Reproduce only the stretch of the records from the line containing "Q: In the image above, where is the still" through the line containing "0,0,208,210", changing every "reed" to "rush" and keeping everything else the same.

AVAILABLE RECORDS:

----

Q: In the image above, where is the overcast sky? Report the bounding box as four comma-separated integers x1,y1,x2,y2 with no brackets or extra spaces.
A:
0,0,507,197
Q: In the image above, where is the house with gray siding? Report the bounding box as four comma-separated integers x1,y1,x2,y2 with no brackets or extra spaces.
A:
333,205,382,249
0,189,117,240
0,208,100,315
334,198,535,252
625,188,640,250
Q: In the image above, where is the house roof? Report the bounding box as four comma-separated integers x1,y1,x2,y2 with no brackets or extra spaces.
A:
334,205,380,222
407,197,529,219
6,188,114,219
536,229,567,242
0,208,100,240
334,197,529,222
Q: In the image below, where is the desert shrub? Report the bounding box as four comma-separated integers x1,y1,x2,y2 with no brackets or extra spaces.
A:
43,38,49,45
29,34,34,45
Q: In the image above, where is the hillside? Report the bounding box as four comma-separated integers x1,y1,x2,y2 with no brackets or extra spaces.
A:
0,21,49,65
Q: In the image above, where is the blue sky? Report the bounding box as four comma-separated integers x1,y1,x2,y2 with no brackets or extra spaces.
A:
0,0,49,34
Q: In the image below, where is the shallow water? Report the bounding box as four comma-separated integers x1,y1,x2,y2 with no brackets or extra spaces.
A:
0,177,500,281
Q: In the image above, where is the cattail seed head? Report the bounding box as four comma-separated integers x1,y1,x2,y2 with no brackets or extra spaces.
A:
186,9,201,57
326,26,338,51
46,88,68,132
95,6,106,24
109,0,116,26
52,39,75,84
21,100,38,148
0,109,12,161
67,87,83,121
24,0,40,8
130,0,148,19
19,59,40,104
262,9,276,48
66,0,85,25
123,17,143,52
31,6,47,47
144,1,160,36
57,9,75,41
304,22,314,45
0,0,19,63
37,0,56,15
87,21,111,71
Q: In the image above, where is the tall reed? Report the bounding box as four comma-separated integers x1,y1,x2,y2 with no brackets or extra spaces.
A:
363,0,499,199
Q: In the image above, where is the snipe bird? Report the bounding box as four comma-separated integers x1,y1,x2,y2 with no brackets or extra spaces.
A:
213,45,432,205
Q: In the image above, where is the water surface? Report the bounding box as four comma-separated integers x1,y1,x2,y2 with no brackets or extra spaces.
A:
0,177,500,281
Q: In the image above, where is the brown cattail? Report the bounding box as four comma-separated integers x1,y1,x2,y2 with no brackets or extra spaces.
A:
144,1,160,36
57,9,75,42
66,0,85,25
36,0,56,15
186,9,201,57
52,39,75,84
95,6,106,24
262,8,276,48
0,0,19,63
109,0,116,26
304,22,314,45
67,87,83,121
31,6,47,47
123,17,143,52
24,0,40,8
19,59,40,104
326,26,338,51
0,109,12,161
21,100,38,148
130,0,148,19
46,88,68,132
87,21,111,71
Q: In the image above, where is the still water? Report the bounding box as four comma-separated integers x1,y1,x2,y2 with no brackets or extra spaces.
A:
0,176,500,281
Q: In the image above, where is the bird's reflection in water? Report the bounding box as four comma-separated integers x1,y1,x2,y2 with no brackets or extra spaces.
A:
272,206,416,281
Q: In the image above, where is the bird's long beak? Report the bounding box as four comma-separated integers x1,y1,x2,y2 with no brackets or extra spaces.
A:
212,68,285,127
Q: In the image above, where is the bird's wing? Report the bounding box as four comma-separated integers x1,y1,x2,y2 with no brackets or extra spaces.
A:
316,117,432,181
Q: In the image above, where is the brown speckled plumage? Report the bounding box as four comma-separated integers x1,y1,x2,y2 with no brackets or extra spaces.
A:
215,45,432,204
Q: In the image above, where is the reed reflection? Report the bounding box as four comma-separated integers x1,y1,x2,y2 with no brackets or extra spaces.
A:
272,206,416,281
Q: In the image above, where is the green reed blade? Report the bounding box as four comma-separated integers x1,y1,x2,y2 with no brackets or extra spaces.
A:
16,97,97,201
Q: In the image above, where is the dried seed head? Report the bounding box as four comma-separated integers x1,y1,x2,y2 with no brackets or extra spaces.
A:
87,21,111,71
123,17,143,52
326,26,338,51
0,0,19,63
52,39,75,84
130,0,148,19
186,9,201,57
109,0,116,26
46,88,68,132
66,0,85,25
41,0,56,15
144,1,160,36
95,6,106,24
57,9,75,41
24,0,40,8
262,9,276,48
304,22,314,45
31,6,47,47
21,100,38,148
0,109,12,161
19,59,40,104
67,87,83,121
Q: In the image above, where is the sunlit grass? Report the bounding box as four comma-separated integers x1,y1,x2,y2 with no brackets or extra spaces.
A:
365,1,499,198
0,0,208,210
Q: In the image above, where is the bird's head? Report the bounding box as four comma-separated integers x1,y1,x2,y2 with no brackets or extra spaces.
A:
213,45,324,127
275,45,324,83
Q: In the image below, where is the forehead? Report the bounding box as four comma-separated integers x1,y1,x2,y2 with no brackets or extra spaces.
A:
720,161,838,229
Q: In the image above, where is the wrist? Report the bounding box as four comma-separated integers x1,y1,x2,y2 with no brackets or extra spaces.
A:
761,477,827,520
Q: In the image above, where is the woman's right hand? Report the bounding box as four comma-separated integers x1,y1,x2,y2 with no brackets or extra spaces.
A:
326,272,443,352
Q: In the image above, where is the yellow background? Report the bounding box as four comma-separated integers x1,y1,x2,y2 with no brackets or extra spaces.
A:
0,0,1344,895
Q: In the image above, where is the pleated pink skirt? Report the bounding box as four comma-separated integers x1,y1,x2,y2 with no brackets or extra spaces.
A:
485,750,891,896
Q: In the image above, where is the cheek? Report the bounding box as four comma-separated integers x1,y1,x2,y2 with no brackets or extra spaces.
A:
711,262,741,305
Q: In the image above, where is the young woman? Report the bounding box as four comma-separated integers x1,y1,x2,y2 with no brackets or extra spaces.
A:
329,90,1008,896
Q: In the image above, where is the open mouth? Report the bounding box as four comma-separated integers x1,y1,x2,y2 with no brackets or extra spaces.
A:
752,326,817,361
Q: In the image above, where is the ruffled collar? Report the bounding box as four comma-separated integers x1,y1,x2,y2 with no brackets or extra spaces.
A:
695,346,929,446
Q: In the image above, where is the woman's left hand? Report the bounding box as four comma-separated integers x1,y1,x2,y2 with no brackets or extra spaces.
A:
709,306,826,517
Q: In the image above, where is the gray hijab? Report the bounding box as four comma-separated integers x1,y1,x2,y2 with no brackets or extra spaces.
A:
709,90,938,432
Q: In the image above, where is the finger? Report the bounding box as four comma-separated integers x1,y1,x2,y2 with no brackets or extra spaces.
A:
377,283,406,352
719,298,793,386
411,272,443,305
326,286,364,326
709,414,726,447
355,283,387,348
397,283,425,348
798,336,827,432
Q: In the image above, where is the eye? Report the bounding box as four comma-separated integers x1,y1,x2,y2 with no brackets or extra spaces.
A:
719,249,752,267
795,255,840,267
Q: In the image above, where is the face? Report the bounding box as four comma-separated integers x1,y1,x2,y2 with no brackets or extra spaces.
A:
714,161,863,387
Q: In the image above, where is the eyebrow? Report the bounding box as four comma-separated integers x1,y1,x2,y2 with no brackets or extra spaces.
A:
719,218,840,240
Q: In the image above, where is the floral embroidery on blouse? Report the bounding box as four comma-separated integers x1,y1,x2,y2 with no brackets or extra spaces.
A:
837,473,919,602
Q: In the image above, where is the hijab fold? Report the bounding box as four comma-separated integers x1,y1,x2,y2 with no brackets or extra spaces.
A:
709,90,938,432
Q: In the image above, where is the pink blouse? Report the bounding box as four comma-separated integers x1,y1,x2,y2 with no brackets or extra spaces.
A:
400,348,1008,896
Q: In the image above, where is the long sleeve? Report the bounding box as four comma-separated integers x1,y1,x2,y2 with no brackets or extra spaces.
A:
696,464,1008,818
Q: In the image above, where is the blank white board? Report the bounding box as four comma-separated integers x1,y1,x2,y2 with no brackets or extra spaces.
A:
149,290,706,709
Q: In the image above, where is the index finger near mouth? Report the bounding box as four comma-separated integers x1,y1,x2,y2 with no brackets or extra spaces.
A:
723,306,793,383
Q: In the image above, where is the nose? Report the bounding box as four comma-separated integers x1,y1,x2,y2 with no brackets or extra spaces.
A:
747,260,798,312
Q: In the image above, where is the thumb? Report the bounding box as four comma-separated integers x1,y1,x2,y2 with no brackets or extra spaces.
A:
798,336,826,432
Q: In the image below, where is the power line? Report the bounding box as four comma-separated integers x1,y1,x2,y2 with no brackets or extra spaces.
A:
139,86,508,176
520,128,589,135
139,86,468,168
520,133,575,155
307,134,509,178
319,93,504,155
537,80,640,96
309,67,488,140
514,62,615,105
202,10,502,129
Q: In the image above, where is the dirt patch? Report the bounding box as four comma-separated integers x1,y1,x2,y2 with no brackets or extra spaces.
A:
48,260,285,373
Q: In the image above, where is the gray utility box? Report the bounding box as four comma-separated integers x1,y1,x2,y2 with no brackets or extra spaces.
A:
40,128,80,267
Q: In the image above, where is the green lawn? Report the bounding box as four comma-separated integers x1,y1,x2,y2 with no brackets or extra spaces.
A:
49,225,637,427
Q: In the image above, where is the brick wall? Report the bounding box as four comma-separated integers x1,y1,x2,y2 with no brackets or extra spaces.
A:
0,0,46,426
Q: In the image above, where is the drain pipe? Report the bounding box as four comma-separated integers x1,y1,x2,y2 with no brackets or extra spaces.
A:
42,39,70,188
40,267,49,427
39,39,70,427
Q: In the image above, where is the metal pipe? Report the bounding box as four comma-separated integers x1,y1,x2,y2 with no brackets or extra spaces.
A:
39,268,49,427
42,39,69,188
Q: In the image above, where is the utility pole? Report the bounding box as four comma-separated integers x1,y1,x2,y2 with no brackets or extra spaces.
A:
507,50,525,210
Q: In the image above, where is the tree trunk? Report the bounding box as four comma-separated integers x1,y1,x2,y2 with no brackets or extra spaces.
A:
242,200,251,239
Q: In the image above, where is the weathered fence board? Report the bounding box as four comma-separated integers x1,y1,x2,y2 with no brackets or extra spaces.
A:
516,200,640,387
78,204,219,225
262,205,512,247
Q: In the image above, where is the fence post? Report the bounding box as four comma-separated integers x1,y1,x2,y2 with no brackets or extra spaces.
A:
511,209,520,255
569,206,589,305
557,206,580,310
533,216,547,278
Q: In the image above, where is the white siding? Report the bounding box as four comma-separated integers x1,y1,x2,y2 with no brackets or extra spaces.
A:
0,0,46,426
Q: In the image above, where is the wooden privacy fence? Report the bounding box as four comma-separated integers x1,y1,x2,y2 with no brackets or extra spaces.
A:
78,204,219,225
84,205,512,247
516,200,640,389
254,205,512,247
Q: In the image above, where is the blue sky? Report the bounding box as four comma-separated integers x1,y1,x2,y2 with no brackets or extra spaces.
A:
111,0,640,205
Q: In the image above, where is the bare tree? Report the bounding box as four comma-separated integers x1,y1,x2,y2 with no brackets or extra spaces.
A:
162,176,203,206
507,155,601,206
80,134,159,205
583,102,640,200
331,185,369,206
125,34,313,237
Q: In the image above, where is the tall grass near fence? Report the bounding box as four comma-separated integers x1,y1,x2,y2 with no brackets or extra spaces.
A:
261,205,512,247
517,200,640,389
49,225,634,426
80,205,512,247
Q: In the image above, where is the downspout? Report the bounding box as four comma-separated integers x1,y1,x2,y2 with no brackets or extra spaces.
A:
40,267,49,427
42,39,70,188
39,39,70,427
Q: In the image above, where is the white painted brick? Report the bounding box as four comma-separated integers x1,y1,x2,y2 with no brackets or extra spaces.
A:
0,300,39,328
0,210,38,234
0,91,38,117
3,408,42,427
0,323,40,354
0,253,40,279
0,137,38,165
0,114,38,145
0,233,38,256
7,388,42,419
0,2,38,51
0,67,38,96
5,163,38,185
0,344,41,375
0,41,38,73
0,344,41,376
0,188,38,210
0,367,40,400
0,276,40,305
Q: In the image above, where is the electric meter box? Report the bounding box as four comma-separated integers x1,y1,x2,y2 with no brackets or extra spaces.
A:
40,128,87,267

----

ANSWER:
Q: In the image above, where is the still water? Report the bounding box as four comma-separated integers x1,y1,x2,y2 with no brackets or extra spaces.
A:
0,176,500,281
Q: In the image above, where is the bird's reflection in water? Report the bounding box as four comma-separated integers x1,y1,x2,y2 with no brackets or extra spaces.
A:
272,206,416,281
Q: In the image above, where is the bird's long beak? Report the bounding box as four comma-separated integers x1,y1,x2,y2 with no brackets or extra spaces.
A:
212,68,285,127
Q: In the image above, where is the bird's wing? Report the bounding box as four comma-separated integers x1,y1,x2,y2 with no brackets or extra spaces.
A:
316,117,432,181
Q: In the image above, where is the brown speckled plumage? Report the bounding box as four comma-separated integers x1,y1,x2,y2 with no brackets or extra spaces.
A:
215,45,432,204
Q: In the image above, where is the rush reflection? Report the bounding box as four comma-separated integers x1,y1,x2,y2 with no brackets or extra spaces.
A:
272,206,416,281
Q: In the image above, where is the green rush blade? Report the bounding box as four comma-separated integers x1,y1,x2,y2 with no brackets or extra spaces.
A:
16,97,97,201
Q: In the image above, where is the dried seed head? Report the bounding box as four comma-separated integers x1,y1,x2,y2 with no brackets or extra spaces.
A:
87,21,111,71
123,17,143,52
326,26,338,51
0,0,19,63
52,39,75,84
130,0,148,19
186,9,201,57
109,0,116,26
46,88,68,132
66,0,85,25
41,0,56,15
144,1,160,36
95,6,106,24
57,9,75,41
24,0,40,8
262,9,276,48
304,22,314,45
31,6,47,47
21,100,38,148
0,109,12,161
19,59,40,104
67,87,83,121
Q: In the image above, where is the sunlit grass? Report the bounding box as four comma-separated integers x1,y1,x2,y2 with no brackets or extra spaces.
A:
365,1,499,198
0,0,208,210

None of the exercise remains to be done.